--- start Supplied information ---

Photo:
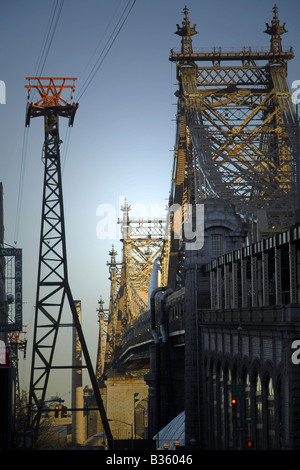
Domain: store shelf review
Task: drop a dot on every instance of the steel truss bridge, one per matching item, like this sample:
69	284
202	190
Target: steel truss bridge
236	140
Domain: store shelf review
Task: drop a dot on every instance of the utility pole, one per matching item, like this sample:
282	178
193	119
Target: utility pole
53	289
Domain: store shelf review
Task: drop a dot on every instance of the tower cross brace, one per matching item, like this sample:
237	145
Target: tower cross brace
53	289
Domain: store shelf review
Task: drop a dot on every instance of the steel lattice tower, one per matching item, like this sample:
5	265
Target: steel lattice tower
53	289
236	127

--- end Supplied information ---
--- start Supplied information ---

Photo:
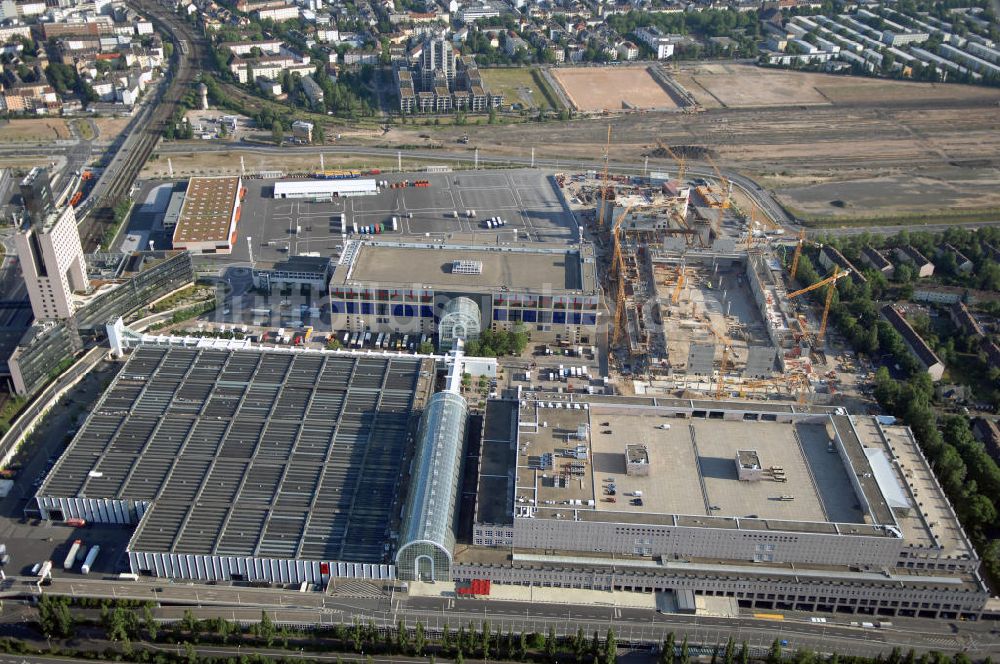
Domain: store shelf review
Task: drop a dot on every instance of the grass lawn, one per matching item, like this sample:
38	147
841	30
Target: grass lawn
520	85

--- end Supplied information ---
--- start Supplied information ---

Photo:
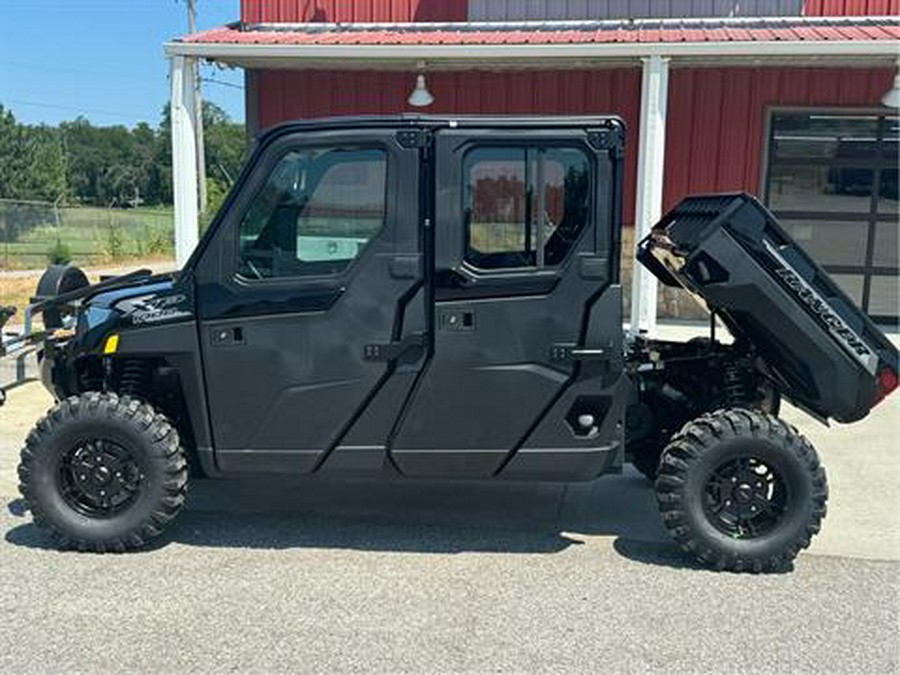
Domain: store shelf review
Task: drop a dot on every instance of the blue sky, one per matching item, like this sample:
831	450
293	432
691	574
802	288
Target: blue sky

--- end Supplied information ---

◆ What is asked
How many lines in the rows above contain the string "bridge"? Case counts; give only the number.

◆ Solved exercise
2